I execute commands in a chroot as follows:
lttng-sessiond --no-kernel --verbose-consumer -vvv 2>&1 | tee /tmp/log.txt
lttng create
lttng enable-event -u hello_world:my_first_tracepoint
lttng add-context --type=vpid --type=pthread_id -u
lttng start
lttng destroy
Attached file is the complete log, and found from the log: "Reserving sub buffer failed (everything is normal, it is due to concurrency) [ret: -11]". The return value is the same as the return value of the lib_ring_buffer_reserve function -EAGAIN. -EAGAIN means: channel is disabled, did the create channel fail?
Updated by Jonathan Rajotte Julien almost 5 years ago
Please rerun you experiment using LTTNG_UST_DEBUG=y while running the instrumented application.
LTTNG_UST_DEBUG=y ./a.out
And send us both the lttng-sessiond log and the log from the application.
Updated by jinming liao almost 5 years ago
The command I executed is as follows:
- Run the hello program:
LTTNG_UST_DEBUG=y ./hello world and beyond 2>&1 | tee /tmp/hello.log
- Run lttng:
lttng-sessiond --no-kernel --verbose-consumer -vvv 2?&1 | tee /tmp/lttng.log
lttng create
lttng enable-event -u hello_world:my_first_tracepoint
lttng add-context --type=vpid --type=pthread_id -u
lttng start
- Go back to the running hello application and press Enter.

- _Objectives_
a: In the LTTng tracing thread, which environment variable is the instrumented application asked to be rerun with?
b: Continue the LTTng tracing thread from its last line.

Dataset excerpt:

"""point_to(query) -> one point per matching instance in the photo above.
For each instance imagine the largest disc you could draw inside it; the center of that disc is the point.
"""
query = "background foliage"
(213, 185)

- _Results in order_
a: LTTNG_UST_DEBUG=y

b:
- destroy lttng
lttng destroy
Attached files are the complete log.
Updated by Jonathan Rajotte Julien almost 5 years ago
Hi,
What does nproc print under your chroot? Is it the same count as on the physical machine?
Cheers
Updated by jinming liao almost 5 years ago
Under my chroot, there is no nproc command because I did not copy it to the chroot.
In addition, your reminder made me discover a problem point: I am using a container. If chroot is not used, the result of nproc is the same as the host. In addition, I executed: mount --bind /proc /var/chroot/proc.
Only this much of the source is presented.